■ 課題内容 ■
子供服の安全基準を扱った本文から、「統一規格によってデザイン面で」で始まり「安全面の配慮は欠かせない」。」に至るまでの部分を一字一句変えずに出力してください。

═══ 本文

日本小児科学会の報告では今年3月、4歳の女児のパーカーのフードが玄関ドアの取っ手に引っかかり、窒息事故が発生。女児は回復したが、同学会は「衣服の構造を変えることが必要だ」と指摘している。
経済産業省によると、米国や英国、EU(欧州連合)では既に子供服の安全性に基準がある。国内では、メーカーなどの業界団体による自主的なガイドラインはあるが、統一された公的な規格はない。
同省は10月、アパレルや流通など関連業者や製品安全や規格の専門家、消費者団体の代表などによる検討会を設置。海外規格の調査とともに、国内の実情に合わせた規格づくりを目指す。将来的に国際標準としても通用する日本工業規格(JIS)の策定も視野に入れている。
統一規格によってデザイン面で制約が出る可能性もある。だが、アパレル出身の委員の一人は「海外、特にアジア市場は無視できない。国際的な基準ができる方が取り組みやすいのではないか」と話す。
◆独自の基準を運用
独自の基準を設け、運用している専門店やメーカーも多い。
子供用品販売大手の赤ちゃん本舗(大阪市中央区)は19年、衣料品に関する安全基準を策定。フードの引きひもは付けない▽ウエスト調節や上着の裾のひもは内側▽食品に類似したボタンなどは避ける-といった基準を、製造や仕入れ、店頭でチェック。同社は「デザインと安全のせめぎ合いはある。だが、気づかれることは少なくても子供服では安全面の配慮は欠かせない」。
検討会では、消費者に衣服による事故の危険があることを周知すべきだという意見も出されており、消費者にも安全性を考慮した選択が求められていると言えそうだ。

══════
═══ データレコード

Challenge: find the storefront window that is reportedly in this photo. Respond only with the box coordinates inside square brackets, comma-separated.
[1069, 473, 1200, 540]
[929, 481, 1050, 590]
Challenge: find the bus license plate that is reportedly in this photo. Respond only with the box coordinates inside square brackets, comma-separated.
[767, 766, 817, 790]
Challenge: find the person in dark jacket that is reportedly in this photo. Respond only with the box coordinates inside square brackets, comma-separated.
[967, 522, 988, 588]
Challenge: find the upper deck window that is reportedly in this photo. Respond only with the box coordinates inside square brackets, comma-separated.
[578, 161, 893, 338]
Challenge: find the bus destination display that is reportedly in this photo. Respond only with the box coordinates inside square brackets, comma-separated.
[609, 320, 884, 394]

══════

■ 解答 ■
統一規格によってデザイン面で制約が出る可能性もある。だが、アパレル出身の委員の一人は「海外、特にアジア市場は無視できない。国際的な基準ができる方が取り組みやすいのではないか」と話す。
◆独自の基準を運用
独自の基準を設け、運用している専門店やメーカーも多い。
子供用品販売大手の赤ちゃん本舗(大阪市中央区)は19年、衣料品に関する安全基準を策定。フードの引きひもは付けない▽ウエスト調節や上着の裾のひもは内側▽食品に類似したボタンなどは避ける-といった基準を、製造や仕入れ、店頭でチェック。同社は「デザインと安全のせめぎ合いはある。だが、気づかれることは少なくても子供服では安全面の配慮は欠かせない」。